* **Task goal**
Can you copy out, word for word, the part of the records that opens with the line containing "Locate the window", including that line, and closes with the last line of the records?

* **Given data**
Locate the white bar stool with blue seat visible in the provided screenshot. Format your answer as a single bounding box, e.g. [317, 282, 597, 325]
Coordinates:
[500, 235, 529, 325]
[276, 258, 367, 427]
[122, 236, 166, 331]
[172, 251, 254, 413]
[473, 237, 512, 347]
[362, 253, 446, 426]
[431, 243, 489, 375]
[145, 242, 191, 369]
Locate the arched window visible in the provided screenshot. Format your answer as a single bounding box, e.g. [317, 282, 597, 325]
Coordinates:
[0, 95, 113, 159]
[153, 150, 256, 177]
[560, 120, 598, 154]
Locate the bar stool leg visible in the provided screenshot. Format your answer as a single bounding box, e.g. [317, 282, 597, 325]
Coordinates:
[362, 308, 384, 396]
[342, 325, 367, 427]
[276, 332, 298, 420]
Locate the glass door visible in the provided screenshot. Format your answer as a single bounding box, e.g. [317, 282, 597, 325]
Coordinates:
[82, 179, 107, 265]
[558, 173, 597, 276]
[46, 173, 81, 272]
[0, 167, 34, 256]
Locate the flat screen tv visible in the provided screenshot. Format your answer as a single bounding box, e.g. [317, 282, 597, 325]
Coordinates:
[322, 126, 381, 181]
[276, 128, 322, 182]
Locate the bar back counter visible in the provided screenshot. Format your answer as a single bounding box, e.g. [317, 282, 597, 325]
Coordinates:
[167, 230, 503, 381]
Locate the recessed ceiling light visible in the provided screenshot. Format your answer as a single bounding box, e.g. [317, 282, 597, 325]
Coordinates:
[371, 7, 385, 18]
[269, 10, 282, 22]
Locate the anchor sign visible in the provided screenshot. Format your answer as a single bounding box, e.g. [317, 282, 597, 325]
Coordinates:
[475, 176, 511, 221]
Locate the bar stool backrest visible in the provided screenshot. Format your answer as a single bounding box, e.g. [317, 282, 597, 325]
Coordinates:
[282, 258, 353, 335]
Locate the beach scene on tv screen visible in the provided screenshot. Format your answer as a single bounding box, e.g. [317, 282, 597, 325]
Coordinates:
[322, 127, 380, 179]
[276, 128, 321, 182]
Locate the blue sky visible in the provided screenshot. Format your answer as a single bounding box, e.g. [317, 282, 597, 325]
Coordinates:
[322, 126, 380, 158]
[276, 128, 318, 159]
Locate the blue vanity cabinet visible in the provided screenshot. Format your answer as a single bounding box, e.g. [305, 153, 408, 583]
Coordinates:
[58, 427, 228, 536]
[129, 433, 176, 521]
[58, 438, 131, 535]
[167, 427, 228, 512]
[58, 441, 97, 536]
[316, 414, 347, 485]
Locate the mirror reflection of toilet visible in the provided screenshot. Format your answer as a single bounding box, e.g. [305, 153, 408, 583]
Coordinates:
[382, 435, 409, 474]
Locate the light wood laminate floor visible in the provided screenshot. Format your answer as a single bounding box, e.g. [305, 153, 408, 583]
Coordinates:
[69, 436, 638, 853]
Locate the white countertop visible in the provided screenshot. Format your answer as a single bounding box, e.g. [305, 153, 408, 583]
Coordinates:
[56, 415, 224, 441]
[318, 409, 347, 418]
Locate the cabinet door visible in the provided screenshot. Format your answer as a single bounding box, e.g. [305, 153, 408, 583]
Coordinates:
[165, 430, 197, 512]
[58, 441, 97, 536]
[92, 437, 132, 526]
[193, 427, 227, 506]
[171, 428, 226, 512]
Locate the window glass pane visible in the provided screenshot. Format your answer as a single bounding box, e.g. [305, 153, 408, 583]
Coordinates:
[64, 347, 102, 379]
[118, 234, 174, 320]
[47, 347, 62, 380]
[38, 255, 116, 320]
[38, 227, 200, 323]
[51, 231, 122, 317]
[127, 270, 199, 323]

* **Result**
Locate the window glass pane visible in the provided screenshot. Format your answer as a single bounding box, e.g. [305, 153, 408, 583]
Coordinates:
[64, 347, 102, 379]
[118, 234, 174, 320]
[47, 347, 62, 380]
[38, 255, 116, 320]
[38, 227, 200, 323]
[51, 231, 122, 317]
[127, 270, 199, 323]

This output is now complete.